▸ The task
Starting with the line that contains "Target: metal footbridge" and going on through the end of the listing, write out every line again, adding 93 to each coordinate in the answer points. Please leave everything else unchanged.

[Start of Records shown]

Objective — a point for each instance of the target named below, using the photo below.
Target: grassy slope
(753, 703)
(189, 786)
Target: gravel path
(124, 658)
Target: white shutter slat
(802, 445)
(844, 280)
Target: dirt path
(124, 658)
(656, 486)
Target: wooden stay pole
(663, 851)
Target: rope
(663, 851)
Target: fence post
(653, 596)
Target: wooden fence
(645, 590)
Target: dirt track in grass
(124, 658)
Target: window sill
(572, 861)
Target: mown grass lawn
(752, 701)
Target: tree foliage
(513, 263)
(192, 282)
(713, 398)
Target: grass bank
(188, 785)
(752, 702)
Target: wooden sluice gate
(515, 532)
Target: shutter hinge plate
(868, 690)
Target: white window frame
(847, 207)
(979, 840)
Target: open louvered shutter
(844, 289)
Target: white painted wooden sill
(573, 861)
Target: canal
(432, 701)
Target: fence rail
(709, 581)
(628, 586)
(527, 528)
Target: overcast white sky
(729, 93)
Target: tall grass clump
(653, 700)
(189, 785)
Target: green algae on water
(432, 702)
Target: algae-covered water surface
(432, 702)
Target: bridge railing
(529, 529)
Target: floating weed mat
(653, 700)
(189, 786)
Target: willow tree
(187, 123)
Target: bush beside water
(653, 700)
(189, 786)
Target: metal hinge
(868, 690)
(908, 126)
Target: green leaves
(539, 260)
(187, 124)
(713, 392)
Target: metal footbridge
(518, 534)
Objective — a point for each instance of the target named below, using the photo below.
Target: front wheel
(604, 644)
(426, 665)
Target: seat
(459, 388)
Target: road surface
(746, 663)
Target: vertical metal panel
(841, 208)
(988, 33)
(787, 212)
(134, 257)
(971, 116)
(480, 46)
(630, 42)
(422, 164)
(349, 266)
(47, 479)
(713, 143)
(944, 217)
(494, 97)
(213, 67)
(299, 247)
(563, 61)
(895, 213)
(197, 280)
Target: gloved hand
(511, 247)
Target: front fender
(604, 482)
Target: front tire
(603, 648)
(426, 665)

[End of Records shown]

▸ Answer to this task
Target: metal footbridge
(611, 627)
Objective — a point for each instance of the target named below, using the photo below.
Target: front wheel
(697, 737)
(519, 758)
Target: seat
(552, 481)
Target: road surface
(839, 756)
Target: vertical metal panel
(934, 301)
(1081, 126)
(880, 305)
(227, 350)
(1064, 209)
(573, 139)
(723, 135)
(515, 257)
(442, 359)
(140, 572)
(806, 236)
(1037, 310)
(587, 190)
(306, 160)
(392, 340)
(656, 154)
(988, 306)
(290, 373)
Target: gloved hand
(604, 340)
Target: front fender
(697, 575)
Target: front tire
(696, 741)
(519, 758)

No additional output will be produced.